* [Task description] Write what follows in the passage comparing organic and chemical fertilizers, picking up after its last sentence.

* [Passage provided]
══════════════════════════════
Effect on Environment
It is one of the greatest advantages of organic fertilizers that they are easily available in nature, in plenty and with almost no adverse effect on the environment. Chemical fertilizers, on the other hand, might have the problem of nitrogen components seeping into groundwater streams or otherwise into the nearest lake or river, causing pollution.
Organic fertilizers are cheaper compared to their chemical counterparts as they are easily available in nature and only require packaging. Chemical fertilizers need extensive research and production work, making them much more expensive.
Benefits of Chemical Fertilizers
It is custom-made for your requirement. Now if your soil is rich in nitrogen and potassium, what you need is a fertilizer that will take care of the phosphorus deficiency. Chemical fertilizers will give you the option of using phosphorus-rich fertilizers.
While organic fertilizers have a low NPK ratio, the chemical ones enjoy a very high ratio of the same. So if you have a very unproductive soil, chemical fertilizers are what you need as they have an NPK ratio of nearly 60%, while the most fertile of organic fertilizers can give only about 14%.
══════════════════════════════
* [Provided material]
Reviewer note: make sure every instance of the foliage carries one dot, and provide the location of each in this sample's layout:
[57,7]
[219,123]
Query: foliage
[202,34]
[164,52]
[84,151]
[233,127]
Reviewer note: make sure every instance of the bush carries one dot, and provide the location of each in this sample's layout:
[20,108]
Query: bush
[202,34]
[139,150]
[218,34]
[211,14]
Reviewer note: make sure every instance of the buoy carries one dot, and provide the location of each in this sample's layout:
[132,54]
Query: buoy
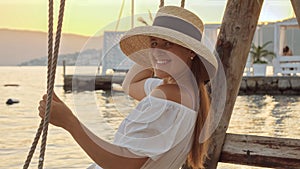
[12,101]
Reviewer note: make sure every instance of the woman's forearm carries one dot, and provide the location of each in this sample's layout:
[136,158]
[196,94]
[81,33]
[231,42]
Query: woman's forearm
[106,155]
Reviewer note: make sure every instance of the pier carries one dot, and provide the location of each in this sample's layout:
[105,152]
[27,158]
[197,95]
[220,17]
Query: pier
[272,85]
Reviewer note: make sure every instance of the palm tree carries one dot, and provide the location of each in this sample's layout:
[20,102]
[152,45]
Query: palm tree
[258,53]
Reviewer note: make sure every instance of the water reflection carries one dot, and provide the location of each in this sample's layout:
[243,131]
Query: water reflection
[266,115]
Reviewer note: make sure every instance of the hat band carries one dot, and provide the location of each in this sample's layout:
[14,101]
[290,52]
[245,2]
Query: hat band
[178,25]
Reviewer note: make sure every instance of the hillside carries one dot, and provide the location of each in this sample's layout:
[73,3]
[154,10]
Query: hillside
[17,46]
[89,57]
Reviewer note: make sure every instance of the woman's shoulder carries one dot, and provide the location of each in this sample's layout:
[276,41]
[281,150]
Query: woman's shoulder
[173,93]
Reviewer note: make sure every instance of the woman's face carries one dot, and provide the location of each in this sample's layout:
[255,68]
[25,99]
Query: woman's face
[169,59]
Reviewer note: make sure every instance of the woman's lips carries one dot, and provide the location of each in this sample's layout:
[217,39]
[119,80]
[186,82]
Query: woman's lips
[163,61]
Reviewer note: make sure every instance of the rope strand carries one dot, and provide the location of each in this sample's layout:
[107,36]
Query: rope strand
[52,62]
[162,2]
[182,3]
[52,79]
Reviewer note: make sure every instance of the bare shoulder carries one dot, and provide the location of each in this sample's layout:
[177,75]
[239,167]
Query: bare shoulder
[172,92]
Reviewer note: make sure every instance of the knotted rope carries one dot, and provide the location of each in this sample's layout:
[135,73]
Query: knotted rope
[52,63]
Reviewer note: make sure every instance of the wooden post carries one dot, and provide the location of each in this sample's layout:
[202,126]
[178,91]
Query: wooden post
[296,7]
[233,45]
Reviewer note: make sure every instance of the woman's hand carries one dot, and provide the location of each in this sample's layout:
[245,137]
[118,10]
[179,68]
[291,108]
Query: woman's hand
[61,115]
══════════════════════════════
* [Written response]
Release time
Organic fertilizers may take more time to release nutrients as they need some microbial activity to get them working. Chemical fertilizers get cracking instantly and release essential nutrients into the soil.
It's now pretty obvious that using chemical fertilizers excessively will not only harm your plants, but the soil and underground water reservoir as well. They can produce optimum results when used in moderation. Organic fertilizers, on the other hand, prove to be better in the long run, as long as your land isn't desperately low on one or more compounds.